TO DO: Pick out each line in the records below that contains the string "above".

========

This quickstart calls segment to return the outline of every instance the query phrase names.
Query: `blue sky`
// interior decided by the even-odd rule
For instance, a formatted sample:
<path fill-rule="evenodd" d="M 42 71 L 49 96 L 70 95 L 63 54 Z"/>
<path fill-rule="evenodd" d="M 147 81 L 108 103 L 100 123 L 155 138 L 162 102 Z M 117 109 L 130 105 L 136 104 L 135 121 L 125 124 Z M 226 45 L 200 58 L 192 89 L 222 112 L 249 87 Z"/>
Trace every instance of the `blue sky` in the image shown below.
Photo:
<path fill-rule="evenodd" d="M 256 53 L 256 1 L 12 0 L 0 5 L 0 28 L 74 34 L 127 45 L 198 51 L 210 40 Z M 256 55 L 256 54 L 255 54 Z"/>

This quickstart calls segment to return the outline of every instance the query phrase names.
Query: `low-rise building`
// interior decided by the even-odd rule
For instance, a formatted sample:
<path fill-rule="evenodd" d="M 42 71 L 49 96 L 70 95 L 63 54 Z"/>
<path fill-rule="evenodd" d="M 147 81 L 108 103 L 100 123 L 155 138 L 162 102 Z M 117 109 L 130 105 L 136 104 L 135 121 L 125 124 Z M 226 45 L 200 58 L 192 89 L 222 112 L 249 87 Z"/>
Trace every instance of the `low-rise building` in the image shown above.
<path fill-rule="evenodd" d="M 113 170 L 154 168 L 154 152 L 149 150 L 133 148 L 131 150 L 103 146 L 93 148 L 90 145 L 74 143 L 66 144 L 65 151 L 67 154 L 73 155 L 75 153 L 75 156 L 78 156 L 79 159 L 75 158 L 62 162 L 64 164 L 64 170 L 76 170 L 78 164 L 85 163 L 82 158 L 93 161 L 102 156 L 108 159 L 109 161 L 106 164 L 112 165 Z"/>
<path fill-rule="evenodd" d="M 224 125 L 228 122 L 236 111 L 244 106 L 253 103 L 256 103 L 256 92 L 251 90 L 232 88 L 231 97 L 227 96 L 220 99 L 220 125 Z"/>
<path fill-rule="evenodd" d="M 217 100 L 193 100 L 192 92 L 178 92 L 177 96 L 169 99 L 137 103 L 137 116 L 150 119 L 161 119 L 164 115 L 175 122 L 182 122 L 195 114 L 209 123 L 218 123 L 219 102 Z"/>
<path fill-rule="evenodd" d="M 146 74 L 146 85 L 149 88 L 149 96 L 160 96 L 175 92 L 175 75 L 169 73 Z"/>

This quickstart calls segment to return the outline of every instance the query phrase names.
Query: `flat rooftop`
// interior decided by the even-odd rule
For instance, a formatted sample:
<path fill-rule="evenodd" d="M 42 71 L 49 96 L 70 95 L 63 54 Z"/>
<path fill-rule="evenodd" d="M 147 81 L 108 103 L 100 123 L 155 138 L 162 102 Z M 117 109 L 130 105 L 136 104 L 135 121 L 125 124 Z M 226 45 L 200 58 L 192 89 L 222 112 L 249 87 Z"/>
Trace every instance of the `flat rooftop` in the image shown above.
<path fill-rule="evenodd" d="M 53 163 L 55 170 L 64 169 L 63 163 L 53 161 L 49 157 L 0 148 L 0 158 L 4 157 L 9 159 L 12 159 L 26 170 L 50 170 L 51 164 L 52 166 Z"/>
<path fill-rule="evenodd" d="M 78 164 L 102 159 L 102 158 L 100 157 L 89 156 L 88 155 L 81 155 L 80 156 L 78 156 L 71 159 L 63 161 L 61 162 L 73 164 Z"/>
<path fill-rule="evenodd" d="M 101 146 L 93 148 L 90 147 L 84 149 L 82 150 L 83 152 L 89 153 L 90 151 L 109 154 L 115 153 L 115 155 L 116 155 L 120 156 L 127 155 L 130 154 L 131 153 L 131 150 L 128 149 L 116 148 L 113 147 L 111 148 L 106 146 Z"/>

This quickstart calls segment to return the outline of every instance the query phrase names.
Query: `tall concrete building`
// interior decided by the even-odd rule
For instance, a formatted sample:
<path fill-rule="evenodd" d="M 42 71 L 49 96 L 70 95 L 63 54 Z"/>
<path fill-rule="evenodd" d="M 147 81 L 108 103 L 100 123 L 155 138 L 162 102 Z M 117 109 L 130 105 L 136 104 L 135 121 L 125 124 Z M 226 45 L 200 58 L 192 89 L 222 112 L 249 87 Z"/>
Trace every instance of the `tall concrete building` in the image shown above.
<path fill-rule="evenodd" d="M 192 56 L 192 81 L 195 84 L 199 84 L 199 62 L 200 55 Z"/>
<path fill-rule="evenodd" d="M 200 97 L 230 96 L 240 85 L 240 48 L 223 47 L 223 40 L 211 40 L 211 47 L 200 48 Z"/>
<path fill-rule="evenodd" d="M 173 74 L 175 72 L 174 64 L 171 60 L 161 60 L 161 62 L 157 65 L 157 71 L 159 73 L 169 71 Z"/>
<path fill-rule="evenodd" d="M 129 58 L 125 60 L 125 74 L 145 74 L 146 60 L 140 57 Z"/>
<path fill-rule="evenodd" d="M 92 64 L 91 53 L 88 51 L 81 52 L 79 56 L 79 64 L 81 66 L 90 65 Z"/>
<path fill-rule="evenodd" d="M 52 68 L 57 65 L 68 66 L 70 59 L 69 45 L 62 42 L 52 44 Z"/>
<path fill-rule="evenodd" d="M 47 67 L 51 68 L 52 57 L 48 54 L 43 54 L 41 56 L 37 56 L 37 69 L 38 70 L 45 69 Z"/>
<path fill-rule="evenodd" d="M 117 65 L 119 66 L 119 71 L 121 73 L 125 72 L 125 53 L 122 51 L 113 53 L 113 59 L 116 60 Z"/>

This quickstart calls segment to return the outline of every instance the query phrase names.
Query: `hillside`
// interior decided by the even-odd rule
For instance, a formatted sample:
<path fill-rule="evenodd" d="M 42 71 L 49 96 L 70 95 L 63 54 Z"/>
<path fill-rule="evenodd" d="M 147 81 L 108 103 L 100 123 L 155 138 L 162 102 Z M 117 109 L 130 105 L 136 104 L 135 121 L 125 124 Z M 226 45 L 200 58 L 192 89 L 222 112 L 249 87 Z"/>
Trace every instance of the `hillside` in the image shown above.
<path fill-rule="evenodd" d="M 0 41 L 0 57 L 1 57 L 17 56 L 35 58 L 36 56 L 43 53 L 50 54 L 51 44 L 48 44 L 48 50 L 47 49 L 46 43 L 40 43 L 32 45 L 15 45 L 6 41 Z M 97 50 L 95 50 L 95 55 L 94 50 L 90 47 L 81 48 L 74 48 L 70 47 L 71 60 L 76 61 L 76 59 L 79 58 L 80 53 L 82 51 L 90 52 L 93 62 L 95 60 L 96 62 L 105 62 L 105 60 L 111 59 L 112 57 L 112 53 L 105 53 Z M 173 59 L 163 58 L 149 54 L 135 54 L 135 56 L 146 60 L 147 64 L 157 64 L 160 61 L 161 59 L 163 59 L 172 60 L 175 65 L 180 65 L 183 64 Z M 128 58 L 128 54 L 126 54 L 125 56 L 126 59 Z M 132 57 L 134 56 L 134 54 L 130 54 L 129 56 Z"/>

========

TASK SOLUTION:
Trace every instance of the `low-rise building` in the image shown above.
Trace every instance of the `flat rooftop` in the image shown above.
Trace every instance of the `tall concrete building` in the image shown above.
Trace every instance of the `hillside` in the image shown above.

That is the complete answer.